Exercise objective »
Rewrite each of the entries below, replacing "agronomist" with "farm manager" wherever it occurs and changing nothing else.

Records to use »
###
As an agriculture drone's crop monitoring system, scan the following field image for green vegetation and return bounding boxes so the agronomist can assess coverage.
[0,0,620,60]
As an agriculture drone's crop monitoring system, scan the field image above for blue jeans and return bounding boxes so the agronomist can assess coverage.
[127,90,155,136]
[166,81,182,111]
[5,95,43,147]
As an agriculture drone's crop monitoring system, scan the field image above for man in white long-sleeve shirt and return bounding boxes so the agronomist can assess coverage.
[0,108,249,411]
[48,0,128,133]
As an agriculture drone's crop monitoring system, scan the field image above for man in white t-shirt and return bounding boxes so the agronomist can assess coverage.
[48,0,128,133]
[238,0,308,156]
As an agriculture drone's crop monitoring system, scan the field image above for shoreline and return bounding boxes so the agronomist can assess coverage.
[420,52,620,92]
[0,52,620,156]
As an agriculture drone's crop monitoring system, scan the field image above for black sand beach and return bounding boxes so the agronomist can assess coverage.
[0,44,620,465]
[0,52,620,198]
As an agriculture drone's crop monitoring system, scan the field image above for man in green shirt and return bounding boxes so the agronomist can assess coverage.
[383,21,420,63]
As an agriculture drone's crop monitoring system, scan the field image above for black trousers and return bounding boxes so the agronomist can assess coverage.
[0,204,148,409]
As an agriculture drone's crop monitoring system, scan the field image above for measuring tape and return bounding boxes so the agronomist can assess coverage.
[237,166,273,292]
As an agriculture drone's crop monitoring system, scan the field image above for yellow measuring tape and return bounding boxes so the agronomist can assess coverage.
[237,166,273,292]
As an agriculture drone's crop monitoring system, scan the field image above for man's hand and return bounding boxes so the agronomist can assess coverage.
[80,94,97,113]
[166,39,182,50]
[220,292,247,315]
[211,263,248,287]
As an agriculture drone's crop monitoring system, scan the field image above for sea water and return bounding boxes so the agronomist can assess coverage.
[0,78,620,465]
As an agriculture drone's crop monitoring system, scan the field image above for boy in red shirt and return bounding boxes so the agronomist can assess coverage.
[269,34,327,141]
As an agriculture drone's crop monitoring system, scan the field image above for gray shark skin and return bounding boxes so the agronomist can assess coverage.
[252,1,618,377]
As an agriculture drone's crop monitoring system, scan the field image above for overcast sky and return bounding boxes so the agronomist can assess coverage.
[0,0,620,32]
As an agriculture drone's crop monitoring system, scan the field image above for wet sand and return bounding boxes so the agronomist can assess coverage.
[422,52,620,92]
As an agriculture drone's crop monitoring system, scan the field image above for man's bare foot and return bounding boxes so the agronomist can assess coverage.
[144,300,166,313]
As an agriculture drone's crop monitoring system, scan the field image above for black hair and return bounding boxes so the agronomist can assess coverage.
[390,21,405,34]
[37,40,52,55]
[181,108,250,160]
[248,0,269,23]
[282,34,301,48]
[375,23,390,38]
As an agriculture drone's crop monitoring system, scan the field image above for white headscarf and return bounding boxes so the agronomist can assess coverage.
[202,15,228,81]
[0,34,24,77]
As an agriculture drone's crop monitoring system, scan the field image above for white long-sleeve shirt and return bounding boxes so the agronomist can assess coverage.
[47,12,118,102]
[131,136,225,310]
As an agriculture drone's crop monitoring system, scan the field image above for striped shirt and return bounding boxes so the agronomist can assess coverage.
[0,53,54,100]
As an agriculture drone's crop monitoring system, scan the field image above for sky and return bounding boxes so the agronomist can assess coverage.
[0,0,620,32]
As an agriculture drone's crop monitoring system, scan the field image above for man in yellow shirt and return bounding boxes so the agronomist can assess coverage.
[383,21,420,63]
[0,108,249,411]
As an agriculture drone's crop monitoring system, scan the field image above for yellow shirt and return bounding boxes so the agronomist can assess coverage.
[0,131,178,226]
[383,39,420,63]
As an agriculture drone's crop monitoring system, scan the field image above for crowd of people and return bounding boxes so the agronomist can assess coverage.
###
Reply to the task »
As an agriculture drone's crop monitoring system, scan the following field image for green vegetation and return bounding boxes so the farm manager can assess coverage.
[0,0,620,60]
As an agriculture drone's crop monitoring system, scan the field image above for blue jeans and return bounding boxes so the farm manager can assess coverage.
[127,90,155,136]
[166,81,182,111]
[5,95,43,147]
As an agriculture drone's crop monitoring system, scan the field image above for man in white long-sleeve shirt and return bounding boxes so the farm manager can assess coverage.
[0,108,249,411]
[48,0,128,133]
As an agriculture drone's crop monitoring system, scan the field image above for man in white t-shirt and return bounding boxes so the farm manager can assess coverage.
[48,0,128,133]
[238,0,308,156]
As an agriculture drone's crop monitoring system, scan the field image above for shoreline and return bounding boxes so the farm manager can assess coverage.
[420,52,620,92]
[0,52,620,156]
As an agriculture drone's crop monitoring system, scan the field image above for black sand beach and return bounding boxes so the farm manager can assess coverage.
[0,44,620,465]
[0,52,620,198]
As an agriculture drone's crop monitoring system, scan the field image above for man in green shirt and return bounding boxes so the farm manager can assess coverage.
[383,21,420,63]
As an agriculture drone's crop monitoring system, scan the field image above for black trousers and return bounding boxes so the farm manager can assess coverage.
[0,204,148,409]
As an agriculture drone's crop monitoring system, scan the field image above for measuring tape and return bounding boxes so the farm manager can assess coverage.
[237,166,273,292]
As an agriculture drone's crop monitoring system, scan the field image above for yellow measuring tape and return bounding boxes so the farm manager can assess coverage.
[237,166,273,292]
As an agriculture drone's crop monitoring system, scan the field image above for man's hand and return bounding boxes so the farm manager can assess coverage.
[80,94,97,113]
[166,39,182,50]
[220,292,247,315]
[211,263,248,287]
As an agriculture drone's crop monitoring system, scan the field image above for sea water and return bounding boxes so the farm manager can assess coverage.
[0,78,620,465]
As an agriculture drone's crop monitoring system, scan the field image above for boy in red shirt and return bounding boxes so the farm manager can assess coverage.
[269,34,327,141]
As an agriculture drone's crop monitoring system, scan the field image above for gray shark skin and return bounding boxes so the farm manager can assess coverage.
[252,1,618,377]
As an agriculture drone's crop monitoring system, scan the field image above for overcast sky and return bounding boxes so the farm manager can assess coverage.
[0,0,620,32]
As an agriculture drone's crop monitoring system, scan the field image above for wet sand and return bounding boxes so the farm manager can assess coverage.
[422,52,620,92]
As an agriculture drone's crop monitoring system, scan the field image above for man's bare foot and return bounding boxes so the farm manager can assess coverage.
[144,300,166,313]
As an agriculture drone's crop monitoring system, scan the field image above for black hair and return bounding boxes so the farm manager can assess coverage.
[390,21,405,34]
[37,40,52,55]
[181,108,250,160]
[248,0,269,23]
[282,34,301,48]
[375,23,390,38]
As an agriculture drone's crop monitoring system, scan the field image above for white headscarf and return bounding boxes so the farm manager can assess coverage.
[202,15,228,81]
[0,34,24,77]
As an agriculture drone's crop monitoring system, scan the field image above for white long-sleeve shirt and return bounding boxes so the farm manager can assess coverage.
[47,12,118,102]
[131,136,225,310]
As an agriculture drone's crop monitoring system, scan the field image above for striped shirt and return bounding boxes so the farm manager can assess coverage.
[0,53,54,100]
As an agriculture drone's crop monitoring system, scan the field image above for sky and return bounding boxes so the farm manager can assess coverage.
[0,0,620,32]
As an agriculture drone's crop monitoring system, scan the field image above for man in yellow shirt and return bounding boxes so the farm manager can assess coverage.
[383,21,420,63]
[0,108,249,411]
As an agriculture drone's crop monitoring system, scan the field image above for yellow shirt and return bounding boxes so the farm manager can assess coverage.
[0,131,178,226]
[383,39,420,63]
As an agriculture drone's crop monitoring system, scan the field image above for crowd of people and return bounding boxes so the farm manager can assess coverage.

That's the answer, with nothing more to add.